• Task objective:
Gather every line in the material below that contains the word "pole". Case counts.

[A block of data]

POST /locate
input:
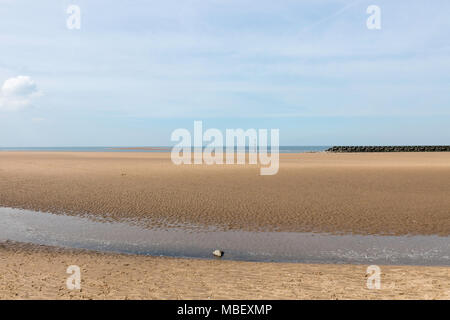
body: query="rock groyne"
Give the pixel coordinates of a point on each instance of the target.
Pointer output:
(389, 149)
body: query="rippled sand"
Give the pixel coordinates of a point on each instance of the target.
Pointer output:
(381, 193)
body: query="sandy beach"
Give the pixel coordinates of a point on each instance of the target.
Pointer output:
(395, 194)
(34, 272)
(399, 193)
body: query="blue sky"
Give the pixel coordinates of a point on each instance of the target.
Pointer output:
(137, 70)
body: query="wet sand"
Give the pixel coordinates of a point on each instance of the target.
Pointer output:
(365, 194)
(399, 194)
(33, 272)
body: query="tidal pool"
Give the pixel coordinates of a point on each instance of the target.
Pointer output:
(91, 233)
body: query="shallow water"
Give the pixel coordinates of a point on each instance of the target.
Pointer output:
(128, 237)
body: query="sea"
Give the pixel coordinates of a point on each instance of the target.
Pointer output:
(282, 149)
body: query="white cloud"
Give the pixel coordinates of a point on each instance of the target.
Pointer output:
(17, 93)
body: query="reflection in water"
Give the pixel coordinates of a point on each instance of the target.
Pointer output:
(125, 237)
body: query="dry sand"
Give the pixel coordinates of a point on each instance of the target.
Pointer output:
(381, 193)
(33, 272)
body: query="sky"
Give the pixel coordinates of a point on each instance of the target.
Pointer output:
(137, 70)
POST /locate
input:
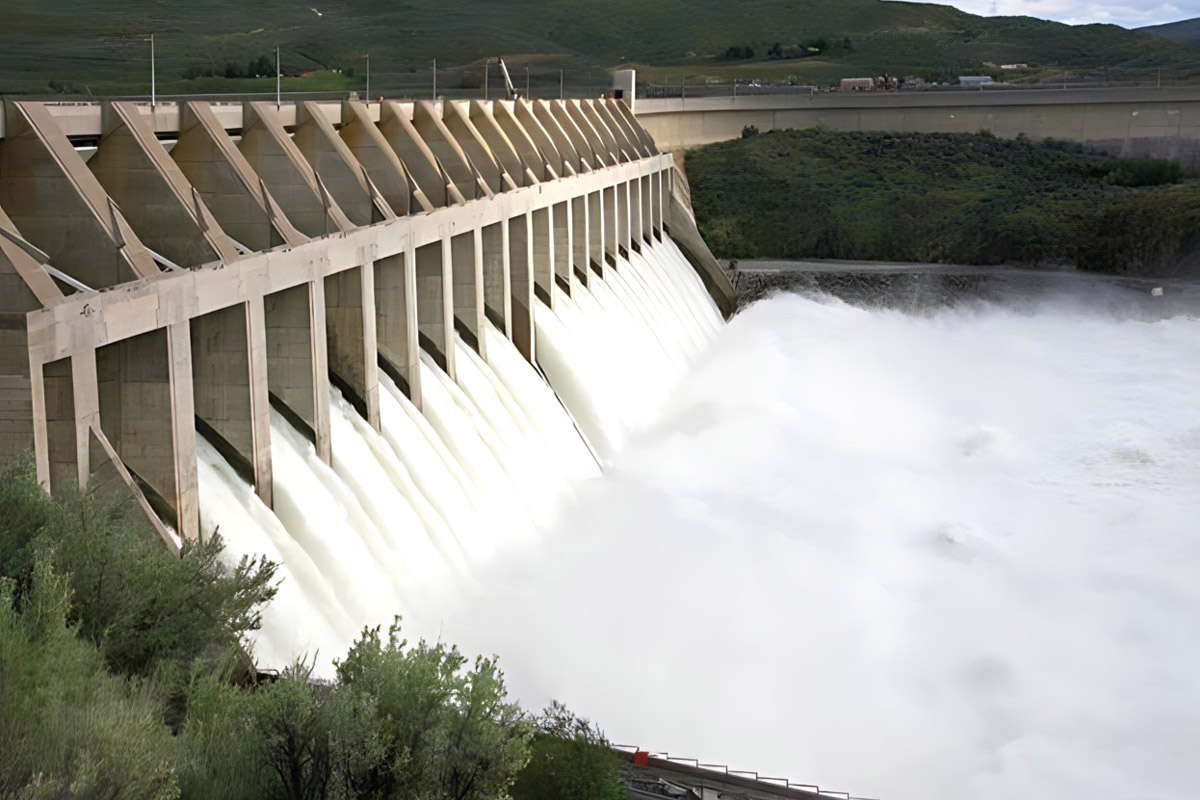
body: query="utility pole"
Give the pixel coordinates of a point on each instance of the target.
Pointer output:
(154, 92)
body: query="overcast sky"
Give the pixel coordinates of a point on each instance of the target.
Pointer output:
(1129, 13)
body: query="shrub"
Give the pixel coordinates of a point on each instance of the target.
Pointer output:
(570, 758)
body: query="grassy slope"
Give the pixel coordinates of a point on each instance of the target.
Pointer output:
(953, 198)
(1186, 30)
(100, 44)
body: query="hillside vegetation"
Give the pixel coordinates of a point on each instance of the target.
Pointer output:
(124, 675)
(220, 44)
(1186, 30)
(942, 198)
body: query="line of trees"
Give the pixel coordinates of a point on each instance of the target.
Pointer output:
(124, 674)
(942, 198)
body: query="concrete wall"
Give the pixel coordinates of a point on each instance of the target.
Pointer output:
(304, 295)
(1125, 121)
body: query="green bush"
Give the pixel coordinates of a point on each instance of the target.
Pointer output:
(67, 727)
(149, 609)
(570, 758)
(941, 197)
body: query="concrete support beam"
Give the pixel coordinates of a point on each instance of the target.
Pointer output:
(547, 149)
(340, 172)
(227, 182)
(521, 282)
(447, 151)
(435, 304)
(647, 208)
(395, 286)
(580, 232)
(297, 361)
(634, 187)
(543, 119)
(147, 413)
(59, 205)
(420, 162)
(622, 113)
(61, 446)
(561, 220)
(543, 256)
(538, 167)
(376, 156)
(595, 232)
(623, 218)
(154, 194)
(610, 226)
(291, 179)
(631, 144)
(580, 143)
(585, 110)
(223, 374)
(351, 338)
(499, 145)
(471, 140)
(497, 287)
(467, 265)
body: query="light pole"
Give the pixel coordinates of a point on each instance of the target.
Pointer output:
(154, 92)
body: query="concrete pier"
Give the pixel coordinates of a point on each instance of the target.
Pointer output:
(231, 260)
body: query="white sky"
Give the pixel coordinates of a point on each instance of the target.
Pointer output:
(1129, 13)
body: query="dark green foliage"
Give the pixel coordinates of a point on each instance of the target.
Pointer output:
(147, 608)
(1145, 172)
(438, 729)
(69, 728)
(941, 198)
(100, 46)
(570, 758)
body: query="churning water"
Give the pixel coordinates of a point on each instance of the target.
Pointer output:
(947, 549)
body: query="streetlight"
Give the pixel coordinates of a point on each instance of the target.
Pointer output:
(154, 92)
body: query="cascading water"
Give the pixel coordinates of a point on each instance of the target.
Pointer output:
(402, 513)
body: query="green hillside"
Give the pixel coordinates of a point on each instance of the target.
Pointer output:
(100, 47)
(1186, 30)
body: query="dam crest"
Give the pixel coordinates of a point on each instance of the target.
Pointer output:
(195, 269)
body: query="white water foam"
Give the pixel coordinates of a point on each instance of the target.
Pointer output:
(943, 555)
(412, 511)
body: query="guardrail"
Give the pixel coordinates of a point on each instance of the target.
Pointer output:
(666, 759)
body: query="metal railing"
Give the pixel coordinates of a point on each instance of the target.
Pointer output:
(724, 769)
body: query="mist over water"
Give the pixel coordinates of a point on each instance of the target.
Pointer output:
(942, 552)
(935, 542)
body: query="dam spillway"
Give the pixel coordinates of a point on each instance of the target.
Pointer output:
(243, 270)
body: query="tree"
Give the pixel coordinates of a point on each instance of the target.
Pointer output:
(570, 758)
(442, 732)
(67, 727)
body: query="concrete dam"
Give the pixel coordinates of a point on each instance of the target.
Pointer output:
(202, 266)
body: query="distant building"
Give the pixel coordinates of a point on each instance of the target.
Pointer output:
(858, 84)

• Solved exercise:
body: query="utility pole"
body: query="light pole"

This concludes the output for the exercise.